**AIM OF THE TASK**
Could you return the material below line for line, unchanged and in its original order, from the first line to the last?

----

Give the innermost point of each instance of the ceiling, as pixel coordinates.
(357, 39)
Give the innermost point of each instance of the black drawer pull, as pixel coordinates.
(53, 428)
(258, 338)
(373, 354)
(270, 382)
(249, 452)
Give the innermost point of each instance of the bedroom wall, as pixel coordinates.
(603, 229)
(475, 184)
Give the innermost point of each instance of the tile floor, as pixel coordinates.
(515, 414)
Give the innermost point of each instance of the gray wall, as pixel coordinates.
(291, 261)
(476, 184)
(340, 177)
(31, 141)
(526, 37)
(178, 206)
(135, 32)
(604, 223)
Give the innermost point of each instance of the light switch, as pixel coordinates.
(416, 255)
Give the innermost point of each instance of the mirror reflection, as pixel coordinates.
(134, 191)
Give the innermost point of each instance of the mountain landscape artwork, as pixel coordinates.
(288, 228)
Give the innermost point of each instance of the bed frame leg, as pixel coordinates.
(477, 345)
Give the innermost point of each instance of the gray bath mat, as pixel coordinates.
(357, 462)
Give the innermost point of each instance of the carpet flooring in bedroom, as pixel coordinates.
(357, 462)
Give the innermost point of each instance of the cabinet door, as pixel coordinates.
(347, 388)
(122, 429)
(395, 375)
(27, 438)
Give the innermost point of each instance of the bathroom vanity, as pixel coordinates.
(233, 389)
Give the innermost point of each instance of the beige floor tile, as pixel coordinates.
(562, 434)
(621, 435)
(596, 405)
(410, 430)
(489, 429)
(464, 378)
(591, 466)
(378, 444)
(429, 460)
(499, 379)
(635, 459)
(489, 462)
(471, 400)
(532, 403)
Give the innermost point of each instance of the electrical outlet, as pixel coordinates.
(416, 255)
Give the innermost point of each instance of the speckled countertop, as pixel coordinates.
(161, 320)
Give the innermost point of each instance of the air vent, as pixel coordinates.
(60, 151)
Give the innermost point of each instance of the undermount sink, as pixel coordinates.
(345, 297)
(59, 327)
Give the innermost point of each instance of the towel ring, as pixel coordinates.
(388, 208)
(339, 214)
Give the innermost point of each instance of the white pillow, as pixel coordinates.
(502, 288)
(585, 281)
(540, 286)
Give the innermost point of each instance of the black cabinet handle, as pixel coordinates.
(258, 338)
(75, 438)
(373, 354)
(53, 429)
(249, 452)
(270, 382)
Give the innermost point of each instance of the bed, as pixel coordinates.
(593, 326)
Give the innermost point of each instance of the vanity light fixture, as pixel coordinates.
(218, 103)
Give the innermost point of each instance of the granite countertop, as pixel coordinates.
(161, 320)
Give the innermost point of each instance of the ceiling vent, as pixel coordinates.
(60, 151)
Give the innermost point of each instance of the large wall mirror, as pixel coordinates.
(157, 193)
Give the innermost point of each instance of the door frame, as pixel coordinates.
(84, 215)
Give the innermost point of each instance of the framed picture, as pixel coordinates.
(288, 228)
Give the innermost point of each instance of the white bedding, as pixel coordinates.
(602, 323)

----

**CORRECT RESULT**
Give the innermost point of each instance of the ceiling, as pixel coordinates.
(357, 39)
Give the innermost point of each instance of the black drawer pull, as pixel coordinates.
(53, 428)
(258, 338)
(373, 354)
(270, 382)
(249, 452)
Give the innermost point of each instance of the bedroom wall, as pixel coordinates.
(603, 229)
(475, 184)
Give the innermost point of each instance of the tile floor, as pixel coordinates.
(515, 414)
Give the innermost point of each instance of the gray wall, as pixel coordinates.
(291, 261)
(476, 184)
(340, 177)
(31, 141)
(526, 37)
(178, 206)
(135, 32)
(604, 223)
Give the innermost point of each instance of the light switch, as pixel coordinates.
(416, 255)
Give the innermost point of each instance of the mirror reflection, as pixel coordinates.
(134, 191)
Give the innermost point of each instance of the mountain landscape artwork, as pixel coordinates.
(288, 228)
Give the innermost point of each instance of the bed frame leg, as pixel coordinates.
(477, 345)
Give the innermost point of each instance of the gray bath mat, as pixel coordinates.
(357, 462)
Give the innermost point of each instance of the carpet flooring in bedroom, as pixel coordinates.
(357, 462)
Give the innermost point of each instance of the cabinet door, as pixel coordinates.
(347, 388)
(122, 429)
(395, 375)
(27, 438)
Give the innermost point of each instance of the bathroom vanity, as pixel coordinates.
(233, 389)
Give the innermost point of each instance of the beige floor tile, as pixel coordinates.
(562, 434)
(621, 435)
(596, 405)
(410, 430)
(489, 429)
(464, 378)
(591, 466)
(378, 444)
(429, 460)
(499, 379)
(635, 459)
(489, 462)
(471, 400)
(532, 403)
Give the innermost point of each instance of the electrical outlet, as pixel coordinates.
(416, 255)
Give the innermost point of each instance of the speckled countertop, as pixel coordinates.
(161, 320)
Give the innermost point of each instance of the air vent, as pixel coordinates.
(60, 151)
Give the innermost point of each instance of the undermount sink, as pixel coordinates.
(345, 297)
(59, 327)
Give the innermost point of each instance of the towel ring, as pixel coordinates.
(388, 208)
(339, 214)
Give the innermost point of each instance of the white pillow, as pixel coordinates.
(502, 288)
(585, 281)
(540, 286)
Give the innermost point of each instance of the black cabinet handle, as pixel coordinates.
(258, 338)
(75, 438)
(373, 354)
(53, 429)
(249, 452)
(270, 382)
Give the innermost point of each instance of the bed, as pixel coordinates.
(593, 326)
Give the innermost point of each instance of the vanity light fixture, as pixel coordinates.
(218, 103)
Give the innermost point of each instance of the granite countertop, as pixel coordinates.
(161, 320)
Give the innermost point of each instance of the ceiling vent, as pixel coordinates.
(60, 151)
Give the innermost point of each instance of the large wall mirror, as pixel coordinates.
(157, 193)
Give the innermost point of each instance of the door frame, as pixel coordinates.
(84, 215)
Give the innermost point of each instance of the framed picture, as pixel coordinates.
(288, 228)
Give the innermost point of each instance of the white bedding, as pixel coordinates.
(602, 323)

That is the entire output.